● **SOURCE DOCUMENT**
Segment Open
Fig. 108—Human-flea (Pulex irritans); male.

During the recent outbreak in San Francisco many thousand fleas that were infesting man, rats, mice, cats, and dogs, squirrels and other animals have been studied and it has been found that while each flea species has its particular host upon which it is principally found, few if any of them will hesitate to leave this host when it is dead and attack man or any other animal that may be convenient.

COMMON SPECIES OF FLEAS

Throughout India and in all the warm climates where plague frequently occurs the most common flea found on rats has come to be known as the plague flea (Læmopsylla cheopus) ([Figs. 105], [106]), and is doubtless the principal species that is concerned in carrying the disease in those climates. It now occurs quite commonly on the rats in the San Francisco Bay region and is occasionally found there on man also. In the United States, Great Britain and other temperate regions another larger species, Ceratophyllus fasciatus is by far the most common flea found on rats, and is commonly known as the rat flea. It occurs on both the brown and the black rats Mus norvegicus and M. rattus, on the house mouse and frequently on man. It has also been taken in California on pocket gophers and on a skunk.

The common human flea (Pulex irritans) ([Figs. 108], [109]), is found in all parts of the inhabited world. Although we regard it primarily as a pest of human beings it often occurs very abundantly on cats, dogs, mice and rats as well as on some wild mammals such as badgers, foxes and others and has occasionally been found on birds.

Most entomologists regard the fleas commonly found on cats and dogs as belonging to one species Ctenocephalus canis. Others believe them to be distinct species and call the cat flea Ctenocephalus felis. So far as our personal comfort and safety is concerned it makes but little difference to us whether the flea that bites us is called canis or felis for they both look very much alike, and act alike and the bite of one hurts just as much as the bite of the other. Although cats and dogs are their normal hosts they are very often troublesome household pests, sometimes making a house almost uninhabitable. They are frequently found on rats, and therefore may carry the plague bacillus from rat to rat or from rat to man.

GROUND-SQUIRRELS AND PLAGUE

As early as 1903 Dr. Blue, in charge of the plague suppressive measures in San Francisco, became impressed with the possibility of the common California ground-squirrels (Otospermophilus beecheyi), acting as an agent in the transmission of plague. It was rumored at that time that some epidemic disease was killing the squirrels in some of the counties surrounding San Francisco Bay, notably in Contra Costa County. None of the squirrels were examined at that time, but since then many thousand have been carefully studied and it has been definitely shown that many of them are plague-infected. Just how the plague got started among them will probably never be really known. There is little doubt, however, but that it was transferred in some way from the rats to the squirrels. The trains and the bay and river steamers running out from San Francisco would afford abundant opportunity for the rats to go from the city to the warehouses all along the shore. Once there they would use the same runways as the squirrels about the warehouses and in the near-by fields. In harvest time the rats migrate to the fields and make constant use of the squirrel holes. The farmers in some sections report that they frequently catch more rats than squirrels in traps set in squirrel holes at that season of the year.
Segment Closed
● **PROVIDED INFORMATION**
Segment Open
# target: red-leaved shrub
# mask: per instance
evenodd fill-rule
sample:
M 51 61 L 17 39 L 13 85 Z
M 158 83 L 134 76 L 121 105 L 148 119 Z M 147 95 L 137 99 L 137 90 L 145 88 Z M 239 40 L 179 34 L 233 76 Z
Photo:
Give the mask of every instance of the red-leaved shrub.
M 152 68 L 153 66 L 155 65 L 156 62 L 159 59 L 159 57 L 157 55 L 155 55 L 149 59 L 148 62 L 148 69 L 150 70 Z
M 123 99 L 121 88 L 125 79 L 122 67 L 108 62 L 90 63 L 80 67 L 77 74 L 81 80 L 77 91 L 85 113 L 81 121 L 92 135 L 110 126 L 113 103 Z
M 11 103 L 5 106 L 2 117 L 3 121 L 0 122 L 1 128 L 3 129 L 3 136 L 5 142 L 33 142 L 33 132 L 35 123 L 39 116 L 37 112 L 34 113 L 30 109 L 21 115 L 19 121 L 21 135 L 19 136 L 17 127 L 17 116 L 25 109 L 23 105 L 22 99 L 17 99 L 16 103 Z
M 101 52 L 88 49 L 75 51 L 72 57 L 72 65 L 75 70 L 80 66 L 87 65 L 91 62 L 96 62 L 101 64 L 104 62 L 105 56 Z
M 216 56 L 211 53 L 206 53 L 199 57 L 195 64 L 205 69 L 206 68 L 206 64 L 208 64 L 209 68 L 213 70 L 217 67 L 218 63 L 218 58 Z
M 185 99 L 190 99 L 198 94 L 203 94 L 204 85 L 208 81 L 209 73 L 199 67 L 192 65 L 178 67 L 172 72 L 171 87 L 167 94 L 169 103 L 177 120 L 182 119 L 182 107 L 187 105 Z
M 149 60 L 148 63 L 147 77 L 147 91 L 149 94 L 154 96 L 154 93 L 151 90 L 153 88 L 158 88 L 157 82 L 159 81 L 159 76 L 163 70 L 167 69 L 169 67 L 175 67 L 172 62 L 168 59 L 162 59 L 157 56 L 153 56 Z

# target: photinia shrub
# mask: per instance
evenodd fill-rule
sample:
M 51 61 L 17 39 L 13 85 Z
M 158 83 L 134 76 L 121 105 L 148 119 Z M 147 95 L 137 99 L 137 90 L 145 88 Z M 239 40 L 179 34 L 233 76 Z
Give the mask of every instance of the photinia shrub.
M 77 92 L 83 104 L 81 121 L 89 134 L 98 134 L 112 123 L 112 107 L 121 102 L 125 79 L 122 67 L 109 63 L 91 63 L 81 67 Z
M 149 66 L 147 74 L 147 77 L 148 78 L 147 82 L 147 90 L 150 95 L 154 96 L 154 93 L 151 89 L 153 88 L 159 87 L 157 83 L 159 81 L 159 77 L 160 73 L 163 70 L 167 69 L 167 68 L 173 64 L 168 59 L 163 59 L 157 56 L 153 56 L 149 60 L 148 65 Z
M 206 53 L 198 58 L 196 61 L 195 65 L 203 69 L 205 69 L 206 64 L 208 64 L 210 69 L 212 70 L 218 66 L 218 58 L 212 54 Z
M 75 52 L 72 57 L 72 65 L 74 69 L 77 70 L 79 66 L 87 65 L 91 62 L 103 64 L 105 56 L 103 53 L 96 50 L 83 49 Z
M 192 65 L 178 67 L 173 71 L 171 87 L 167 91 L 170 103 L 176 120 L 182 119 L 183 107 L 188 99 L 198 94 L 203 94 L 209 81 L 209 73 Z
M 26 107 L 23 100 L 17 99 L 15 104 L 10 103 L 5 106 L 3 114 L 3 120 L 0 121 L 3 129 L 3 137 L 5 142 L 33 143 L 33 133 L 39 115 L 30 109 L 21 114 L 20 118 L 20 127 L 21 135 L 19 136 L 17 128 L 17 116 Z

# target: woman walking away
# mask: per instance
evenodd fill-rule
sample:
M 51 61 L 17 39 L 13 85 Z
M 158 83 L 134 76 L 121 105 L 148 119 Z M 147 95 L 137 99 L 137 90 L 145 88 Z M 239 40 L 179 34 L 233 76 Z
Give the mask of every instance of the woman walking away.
Segment Closed
● **EXERCISE GOAL**
Can you copy the fleas-and-plague text word for word, from "Throughout India and" to "on a skunk."?

● **ANSWER BOX**
Throughout India and in all the warm climates where plague frequently occurs the most common flea found on rats has come to be known as the plague flea (Læmopsylla cheopus) ([Figs. 105], [106]), and is doubtless the principal species that is concerned in carrying the disease in those climates. It now occurs quite commonly on the rats in the San Francisco Bay region and is occasionally found there on man also. In the United States, Great Britain and other temperate regions another larger species, Ceratophyllus fasciatus is by far the most common flea found on rats, and is commonly known as the rat flea. It occurs on both the brown and the black rats Mus norvegicus and M. rattus, on the house mouse and frequently on man. It has also been taken in California on pocket gophers and on a skunk.